TASK DESCRIPTION | The required result is each line of the entries below containing the string "building".

+++ INPUT FOR THIS TASK

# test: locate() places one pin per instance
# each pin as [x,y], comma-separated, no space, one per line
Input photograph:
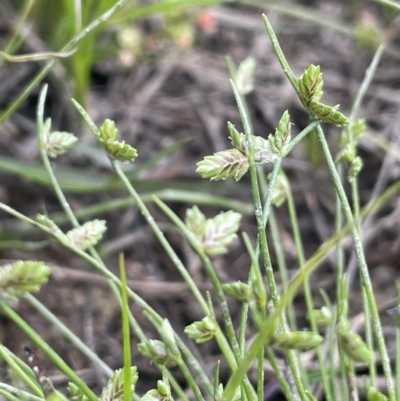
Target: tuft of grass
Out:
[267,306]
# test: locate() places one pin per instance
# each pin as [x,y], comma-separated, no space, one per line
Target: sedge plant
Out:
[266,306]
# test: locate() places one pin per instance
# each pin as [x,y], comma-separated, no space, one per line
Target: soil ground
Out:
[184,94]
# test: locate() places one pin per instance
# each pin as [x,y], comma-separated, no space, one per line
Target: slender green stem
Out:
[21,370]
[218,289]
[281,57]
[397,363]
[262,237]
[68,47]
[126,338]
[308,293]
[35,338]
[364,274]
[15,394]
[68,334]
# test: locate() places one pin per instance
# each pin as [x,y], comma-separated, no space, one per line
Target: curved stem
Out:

++++++
+++ INPUT FOR THIS TASK

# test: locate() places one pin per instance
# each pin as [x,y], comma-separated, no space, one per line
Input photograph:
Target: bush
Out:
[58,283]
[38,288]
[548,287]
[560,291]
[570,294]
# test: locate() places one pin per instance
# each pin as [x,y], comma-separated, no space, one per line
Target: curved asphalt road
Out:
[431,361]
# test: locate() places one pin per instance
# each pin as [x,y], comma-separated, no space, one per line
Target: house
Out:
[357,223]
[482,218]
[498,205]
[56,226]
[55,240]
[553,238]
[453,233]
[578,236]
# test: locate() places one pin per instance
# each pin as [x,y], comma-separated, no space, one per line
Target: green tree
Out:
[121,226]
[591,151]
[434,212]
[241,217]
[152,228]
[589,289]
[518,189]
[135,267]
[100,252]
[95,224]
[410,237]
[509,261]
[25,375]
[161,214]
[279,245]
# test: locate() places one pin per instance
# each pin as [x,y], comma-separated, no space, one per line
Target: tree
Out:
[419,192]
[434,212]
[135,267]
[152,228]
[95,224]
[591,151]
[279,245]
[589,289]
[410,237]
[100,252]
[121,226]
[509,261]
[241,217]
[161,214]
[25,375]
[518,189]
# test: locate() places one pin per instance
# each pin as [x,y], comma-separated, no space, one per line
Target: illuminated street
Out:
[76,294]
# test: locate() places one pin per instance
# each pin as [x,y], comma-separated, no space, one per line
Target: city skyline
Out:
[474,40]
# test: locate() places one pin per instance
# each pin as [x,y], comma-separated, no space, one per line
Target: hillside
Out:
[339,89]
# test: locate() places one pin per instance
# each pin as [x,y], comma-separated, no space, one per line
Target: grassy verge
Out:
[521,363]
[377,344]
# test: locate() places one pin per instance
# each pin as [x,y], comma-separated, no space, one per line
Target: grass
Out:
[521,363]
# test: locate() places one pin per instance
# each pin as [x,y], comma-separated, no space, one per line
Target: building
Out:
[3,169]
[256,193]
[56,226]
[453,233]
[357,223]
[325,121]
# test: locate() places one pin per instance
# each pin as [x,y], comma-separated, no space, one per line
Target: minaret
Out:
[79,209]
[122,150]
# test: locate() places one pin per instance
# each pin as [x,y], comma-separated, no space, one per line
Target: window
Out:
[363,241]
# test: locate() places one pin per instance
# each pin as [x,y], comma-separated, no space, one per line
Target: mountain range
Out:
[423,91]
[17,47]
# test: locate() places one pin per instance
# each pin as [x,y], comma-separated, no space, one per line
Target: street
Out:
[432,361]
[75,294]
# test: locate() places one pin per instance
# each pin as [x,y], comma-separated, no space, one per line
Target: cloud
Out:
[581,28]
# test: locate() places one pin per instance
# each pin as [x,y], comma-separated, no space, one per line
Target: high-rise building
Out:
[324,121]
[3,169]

++++++

SOLUTION TO THIS TASK |
Target: building
Target: high-rise building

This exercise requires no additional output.